▸ TEXT
*** Begin section ***

While the movement started in the United States, age-friendly care now has global reach. As of August 2024, the Age-Friendly Health Systems movement comprises 5,000 health systems. These health systems are working to reliably deliver evidence-based care in 10 countries: Australia, Brazil, Ireland, Lebanon, Portugal, Qatar, Saudi Arabia, South Korea, the United Arab Emirates, and the United States. In addition, individual champions in more than 53 countries have taken a course on Age-Friendly Health Systems. It is estimated that health systems recognized to date reach more than 3.75 million older adults.

Health Equity

Health equity is foundational to the Age-Friendly Health Systems movement. As stated, the goal of the Age-Friendly Health Systems movement is to provide evidence-based care to all older adults, in an equitable way, across settings of care. In this context, equitable application of age-friendly care “means reliably assessing and acting on the 4Ms regardless of race, ethnicity, language, sexual orientation, gender identity, or social circumstance” (Southey & Henriquez Garcia, 2023).

*** End section ***

▸ DATA FOR REVIEW
*** Begin section ***

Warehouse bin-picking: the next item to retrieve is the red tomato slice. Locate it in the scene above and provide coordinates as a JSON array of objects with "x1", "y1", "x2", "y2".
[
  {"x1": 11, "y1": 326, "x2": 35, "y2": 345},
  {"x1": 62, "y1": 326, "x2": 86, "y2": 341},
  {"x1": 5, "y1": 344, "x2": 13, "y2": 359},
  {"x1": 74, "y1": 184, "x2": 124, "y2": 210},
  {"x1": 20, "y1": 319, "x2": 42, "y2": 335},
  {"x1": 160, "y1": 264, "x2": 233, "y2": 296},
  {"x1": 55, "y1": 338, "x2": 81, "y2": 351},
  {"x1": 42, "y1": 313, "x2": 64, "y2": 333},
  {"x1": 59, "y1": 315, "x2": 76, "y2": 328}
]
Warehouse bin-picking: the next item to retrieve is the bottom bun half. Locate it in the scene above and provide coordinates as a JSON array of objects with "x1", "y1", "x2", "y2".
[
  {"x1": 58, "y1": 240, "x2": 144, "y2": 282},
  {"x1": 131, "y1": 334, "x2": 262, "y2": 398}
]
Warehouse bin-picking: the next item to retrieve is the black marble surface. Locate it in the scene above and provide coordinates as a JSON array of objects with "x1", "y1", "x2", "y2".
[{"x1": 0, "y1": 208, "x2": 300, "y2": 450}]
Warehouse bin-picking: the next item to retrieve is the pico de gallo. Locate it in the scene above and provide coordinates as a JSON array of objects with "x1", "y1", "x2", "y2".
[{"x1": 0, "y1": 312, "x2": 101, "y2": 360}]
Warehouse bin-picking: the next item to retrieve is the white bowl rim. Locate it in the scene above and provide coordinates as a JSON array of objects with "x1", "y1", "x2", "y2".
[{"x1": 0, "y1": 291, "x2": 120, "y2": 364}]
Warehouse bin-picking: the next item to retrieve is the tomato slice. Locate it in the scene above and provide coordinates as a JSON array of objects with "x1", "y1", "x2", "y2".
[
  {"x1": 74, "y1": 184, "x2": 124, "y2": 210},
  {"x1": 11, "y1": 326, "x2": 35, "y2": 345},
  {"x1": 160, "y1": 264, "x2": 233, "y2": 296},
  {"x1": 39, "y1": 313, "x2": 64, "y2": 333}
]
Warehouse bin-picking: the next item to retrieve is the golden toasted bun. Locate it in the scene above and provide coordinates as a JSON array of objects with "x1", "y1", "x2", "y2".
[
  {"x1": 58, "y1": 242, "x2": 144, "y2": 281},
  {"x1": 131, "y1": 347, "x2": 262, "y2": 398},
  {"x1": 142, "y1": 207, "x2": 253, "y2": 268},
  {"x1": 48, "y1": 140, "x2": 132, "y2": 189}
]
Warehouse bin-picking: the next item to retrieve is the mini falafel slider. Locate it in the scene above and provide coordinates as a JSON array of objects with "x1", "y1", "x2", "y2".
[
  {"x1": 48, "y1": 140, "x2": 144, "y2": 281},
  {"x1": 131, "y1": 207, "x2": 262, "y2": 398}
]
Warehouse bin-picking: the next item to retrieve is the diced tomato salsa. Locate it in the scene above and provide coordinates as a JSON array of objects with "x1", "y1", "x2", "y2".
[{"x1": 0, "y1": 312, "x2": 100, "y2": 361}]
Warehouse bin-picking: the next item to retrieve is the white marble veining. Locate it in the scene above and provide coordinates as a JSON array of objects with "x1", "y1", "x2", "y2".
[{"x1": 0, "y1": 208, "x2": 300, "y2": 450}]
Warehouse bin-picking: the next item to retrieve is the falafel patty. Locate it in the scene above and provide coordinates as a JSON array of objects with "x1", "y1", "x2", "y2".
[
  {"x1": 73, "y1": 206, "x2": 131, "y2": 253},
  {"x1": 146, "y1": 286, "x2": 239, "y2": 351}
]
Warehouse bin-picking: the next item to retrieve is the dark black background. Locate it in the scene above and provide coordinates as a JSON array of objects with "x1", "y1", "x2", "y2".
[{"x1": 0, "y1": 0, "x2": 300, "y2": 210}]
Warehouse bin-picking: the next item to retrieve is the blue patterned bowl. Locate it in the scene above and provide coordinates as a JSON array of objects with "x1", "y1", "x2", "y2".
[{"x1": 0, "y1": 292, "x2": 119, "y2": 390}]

*** End section ***
*** Begin section ***

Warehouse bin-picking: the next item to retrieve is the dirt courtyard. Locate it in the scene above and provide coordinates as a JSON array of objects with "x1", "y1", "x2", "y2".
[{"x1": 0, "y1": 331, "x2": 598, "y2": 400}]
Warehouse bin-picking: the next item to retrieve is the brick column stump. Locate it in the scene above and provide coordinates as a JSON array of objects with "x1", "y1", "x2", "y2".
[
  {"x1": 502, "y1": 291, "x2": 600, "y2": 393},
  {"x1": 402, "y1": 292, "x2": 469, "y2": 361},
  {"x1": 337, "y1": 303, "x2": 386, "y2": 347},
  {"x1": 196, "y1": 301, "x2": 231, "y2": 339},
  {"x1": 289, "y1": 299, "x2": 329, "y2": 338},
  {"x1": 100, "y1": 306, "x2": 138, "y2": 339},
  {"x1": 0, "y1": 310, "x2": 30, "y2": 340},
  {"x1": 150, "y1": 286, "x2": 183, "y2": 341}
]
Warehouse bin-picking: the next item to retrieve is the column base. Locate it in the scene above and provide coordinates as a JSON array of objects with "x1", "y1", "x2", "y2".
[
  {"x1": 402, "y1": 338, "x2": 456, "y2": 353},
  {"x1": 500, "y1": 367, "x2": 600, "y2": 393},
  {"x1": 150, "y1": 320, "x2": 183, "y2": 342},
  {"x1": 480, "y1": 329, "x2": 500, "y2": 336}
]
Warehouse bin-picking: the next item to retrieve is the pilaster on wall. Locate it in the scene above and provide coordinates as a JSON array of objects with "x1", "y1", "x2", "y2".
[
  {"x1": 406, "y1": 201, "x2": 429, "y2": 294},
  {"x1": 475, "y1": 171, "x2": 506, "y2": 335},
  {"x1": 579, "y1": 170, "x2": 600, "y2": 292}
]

*** End section ***
*** Begin section ***

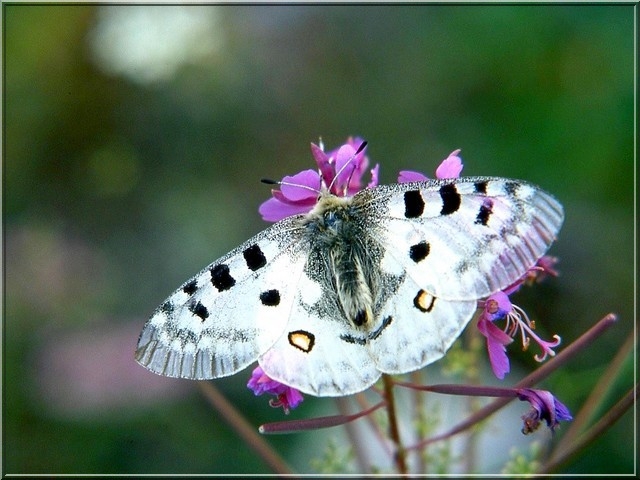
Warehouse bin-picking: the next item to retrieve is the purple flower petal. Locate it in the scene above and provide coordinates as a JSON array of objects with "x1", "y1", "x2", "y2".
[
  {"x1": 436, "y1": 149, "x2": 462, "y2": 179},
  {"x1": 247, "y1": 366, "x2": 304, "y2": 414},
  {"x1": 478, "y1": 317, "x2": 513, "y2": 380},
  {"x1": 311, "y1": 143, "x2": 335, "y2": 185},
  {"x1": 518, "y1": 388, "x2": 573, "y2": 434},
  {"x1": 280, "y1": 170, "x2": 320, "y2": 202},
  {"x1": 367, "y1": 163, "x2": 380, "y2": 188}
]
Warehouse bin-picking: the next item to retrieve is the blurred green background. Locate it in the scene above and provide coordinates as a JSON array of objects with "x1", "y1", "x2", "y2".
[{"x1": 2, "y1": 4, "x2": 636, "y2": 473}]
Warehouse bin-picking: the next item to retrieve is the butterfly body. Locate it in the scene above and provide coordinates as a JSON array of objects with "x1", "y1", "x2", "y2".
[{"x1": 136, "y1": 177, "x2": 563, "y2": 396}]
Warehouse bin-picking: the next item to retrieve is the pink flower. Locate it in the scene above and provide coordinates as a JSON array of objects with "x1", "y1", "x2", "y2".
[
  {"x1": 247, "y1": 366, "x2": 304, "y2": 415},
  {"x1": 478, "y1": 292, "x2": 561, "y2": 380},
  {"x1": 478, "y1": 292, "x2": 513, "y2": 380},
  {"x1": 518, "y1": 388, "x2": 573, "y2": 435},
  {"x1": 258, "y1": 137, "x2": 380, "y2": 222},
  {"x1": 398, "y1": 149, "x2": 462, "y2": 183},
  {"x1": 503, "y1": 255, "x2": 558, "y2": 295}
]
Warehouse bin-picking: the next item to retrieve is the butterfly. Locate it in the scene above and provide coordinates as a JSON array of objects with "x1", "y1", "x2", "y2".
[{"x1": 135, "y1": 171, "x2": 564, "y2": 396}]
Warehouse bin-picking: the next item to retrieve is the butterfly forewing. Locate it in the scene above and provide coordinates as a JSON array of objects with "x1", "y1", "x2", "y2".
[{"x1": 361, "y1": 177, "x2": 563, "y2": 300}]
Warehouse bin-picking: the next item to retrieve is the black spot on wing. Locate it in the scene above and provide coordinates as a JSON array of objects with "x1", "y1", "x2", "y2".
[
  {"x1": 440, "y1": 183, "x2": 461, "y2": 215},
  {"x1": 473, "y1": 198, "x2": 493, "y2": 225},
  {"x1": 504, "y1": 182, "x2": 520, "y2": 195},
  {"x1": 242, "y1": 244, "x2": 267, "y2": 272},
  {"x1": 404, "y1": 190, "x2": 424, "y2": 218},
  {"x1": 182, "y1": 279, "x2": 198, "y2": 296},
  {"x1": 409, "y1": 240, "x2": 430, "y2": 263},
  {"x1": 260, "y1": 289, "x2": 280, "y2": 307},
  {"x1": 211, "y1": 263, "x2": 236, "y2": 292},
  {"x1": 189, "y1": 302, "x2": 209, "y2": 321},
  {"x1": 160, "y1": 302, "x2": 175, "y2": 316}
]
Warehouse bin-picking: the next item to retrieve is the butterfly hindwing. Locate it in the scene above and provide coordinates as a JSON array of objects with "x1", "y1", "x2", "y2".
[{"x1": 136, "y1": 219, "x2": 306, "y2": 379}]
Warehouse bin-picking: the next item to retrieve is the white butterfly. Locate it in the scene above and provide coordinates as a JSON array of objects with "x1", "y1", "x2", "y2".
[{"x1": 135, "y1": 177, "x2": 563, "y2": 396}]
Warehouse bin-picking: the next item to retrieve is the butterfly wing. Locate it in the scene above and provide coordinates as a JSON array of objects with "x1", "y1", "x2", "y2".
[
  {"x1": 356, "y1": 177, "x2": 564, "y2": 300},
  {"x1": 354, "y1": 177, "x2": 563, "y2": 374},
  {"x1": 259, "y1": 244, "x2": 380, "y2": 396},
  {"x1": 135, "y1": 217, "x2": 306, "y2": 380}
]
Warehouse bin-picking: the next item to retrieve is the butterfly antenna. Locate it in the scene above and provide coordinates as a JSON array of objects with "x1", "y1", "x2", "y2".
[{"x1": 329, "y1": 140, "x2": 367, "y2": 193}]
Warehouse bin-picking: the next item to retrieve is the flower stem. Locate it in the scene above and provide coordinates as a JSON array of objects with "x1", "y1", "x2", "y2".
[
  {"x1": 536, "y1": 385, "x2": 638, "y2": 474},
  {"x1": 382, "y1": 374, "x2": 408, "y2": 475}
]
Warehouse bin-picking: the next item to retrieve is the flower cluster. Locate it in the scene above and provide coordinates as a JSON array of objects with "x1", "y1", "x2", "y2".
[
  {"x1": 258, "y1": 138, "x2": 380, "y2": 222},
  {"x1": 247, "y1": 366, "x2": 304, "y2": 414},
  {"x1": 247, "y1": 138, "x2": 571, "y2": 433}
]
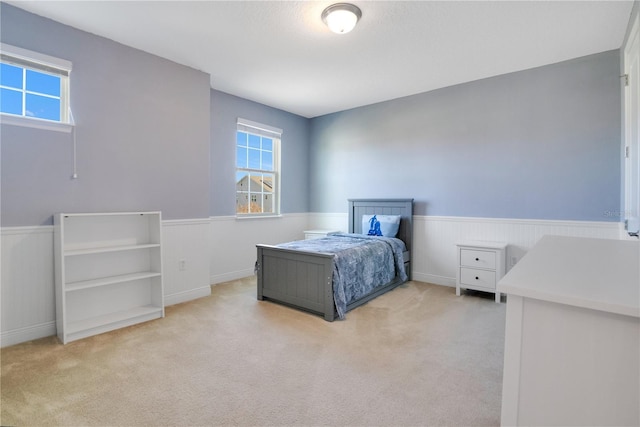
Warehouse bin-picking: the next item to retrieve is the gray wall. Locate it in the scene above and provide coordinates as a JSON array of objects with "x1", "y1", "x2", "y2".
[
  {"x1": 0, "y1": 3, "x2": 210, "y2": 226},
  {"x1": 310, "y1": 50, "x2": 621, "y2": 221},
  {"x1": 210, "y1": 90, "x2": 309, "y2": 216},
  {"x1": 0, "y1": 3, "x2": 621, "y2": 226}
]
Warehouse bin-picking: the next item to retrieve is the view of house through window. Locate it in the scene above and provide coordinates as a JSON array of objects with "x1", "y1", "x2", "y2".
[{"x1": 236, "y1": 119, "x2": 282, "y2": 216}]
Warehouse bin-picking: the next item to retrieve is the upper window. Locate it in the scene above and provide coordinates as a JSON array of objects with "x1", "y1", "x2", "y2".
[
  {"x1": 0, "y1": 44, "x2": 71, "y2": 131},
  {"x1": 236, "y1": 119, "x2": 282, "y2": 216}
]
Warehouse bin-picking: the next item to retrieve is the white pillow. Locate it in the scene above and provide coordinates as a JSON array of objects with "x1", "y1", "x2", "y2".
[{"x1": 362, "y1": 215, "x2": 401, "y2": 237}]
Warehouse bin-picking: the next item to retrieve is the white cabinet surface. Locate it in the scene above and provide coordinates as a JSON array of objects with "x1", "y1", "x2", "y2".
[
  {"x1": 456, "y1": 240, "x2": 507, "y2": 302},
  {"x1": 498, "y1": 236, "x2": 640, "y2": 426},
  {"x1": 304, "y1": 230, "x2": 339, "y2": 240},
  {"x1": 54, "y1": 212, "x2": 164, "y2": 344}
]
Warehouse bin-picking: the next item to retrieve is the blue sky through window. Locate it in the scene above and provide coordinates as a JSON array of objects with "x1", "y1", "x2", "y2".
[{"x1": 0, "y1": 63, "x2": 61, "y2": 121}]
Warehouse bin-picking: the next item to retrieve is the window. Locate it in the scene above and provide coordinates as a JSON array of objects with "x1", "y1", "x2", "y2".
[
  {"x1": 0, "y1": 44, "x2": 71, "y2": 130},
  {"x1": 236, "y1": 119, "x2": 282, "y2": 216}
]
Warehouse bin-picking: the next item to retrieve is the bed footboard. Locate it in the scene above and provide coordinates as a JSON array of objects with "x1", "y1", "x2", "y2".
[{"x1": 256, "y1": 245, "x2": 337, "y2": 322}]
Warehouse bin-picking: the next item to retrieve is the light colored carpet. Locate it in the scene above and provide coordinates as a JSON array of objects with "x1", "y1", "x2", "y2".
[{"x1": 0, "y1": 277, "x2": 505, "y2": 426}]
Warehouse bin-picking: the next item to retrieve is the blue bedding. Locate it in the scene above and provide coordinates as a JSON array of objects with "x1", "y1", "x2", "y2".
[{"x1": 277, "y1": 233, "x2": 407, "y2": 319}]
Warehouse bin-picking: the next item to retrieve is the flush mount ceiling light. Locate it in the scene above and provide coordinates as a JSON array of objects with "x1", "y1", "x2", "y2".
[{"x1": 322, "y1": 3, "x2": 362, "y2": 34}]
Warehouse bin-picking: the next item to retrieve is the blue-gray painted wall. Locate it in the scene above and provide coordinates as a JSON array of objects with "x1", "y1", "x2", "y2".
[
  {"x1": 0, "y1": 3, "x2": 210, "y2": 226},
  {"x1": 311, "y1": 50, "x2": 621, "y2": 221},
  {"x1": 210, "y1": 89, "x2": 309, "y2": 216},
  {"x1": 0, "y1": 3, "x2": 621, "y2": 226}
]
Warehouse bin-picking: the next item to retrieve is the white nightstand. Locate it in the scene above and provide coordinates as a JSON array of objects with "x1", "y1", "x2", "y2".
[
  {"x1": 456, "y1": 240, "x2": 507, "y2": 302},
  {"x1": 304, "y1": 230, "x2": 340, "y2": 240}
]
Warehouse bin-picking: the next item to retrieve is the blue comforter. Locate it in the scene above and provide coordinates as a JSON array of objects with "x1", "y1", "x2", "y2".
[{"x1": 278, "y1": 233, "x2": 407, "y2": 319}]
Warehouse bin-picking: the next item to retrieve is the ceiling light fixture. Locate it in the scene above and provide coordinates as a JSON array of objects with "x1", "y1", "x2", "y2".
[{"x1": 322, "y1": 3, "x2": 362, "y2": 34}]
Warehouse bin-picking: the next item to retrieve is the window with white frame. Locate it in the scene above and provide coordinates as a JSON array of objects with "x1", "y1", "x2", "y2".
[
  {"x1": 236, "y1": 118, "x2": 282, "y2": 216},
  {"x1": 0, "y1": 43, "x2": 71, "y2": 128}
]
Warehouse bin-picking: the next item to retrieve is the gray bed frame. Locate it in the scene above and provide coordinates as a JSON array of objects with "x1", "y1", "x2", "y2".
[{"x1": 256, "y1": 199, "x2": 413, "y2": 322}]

*** End section ***

▸ PROBLEMS TO WORK ON
- a) Summarize the text on the Age-Friendly Health Systems movement in two sentences.
- b) According to the text on the Age-Friendly Health Systems movement, in how many countries have individual champions taken a course on Age-Friendly Health Systems?

▸ ANSWERS PER TASK
- a) As of August 2024, the Age-Friendly Health Systems movement, which started in the United States, comprises 5,000 health systems working to deliver evidence-based care in 10 countries, and those recognized to date are estimated to reach more than 3.75 million older adults. Health equity is foundational to the movement, whose goal is to provide evidence-based care to all older adults equitably, assessing and acting on the 4Ms regardless of race, ethnicity, language, sexual orientation, gender identity, or social circumstance.

- b) More than 53 countries.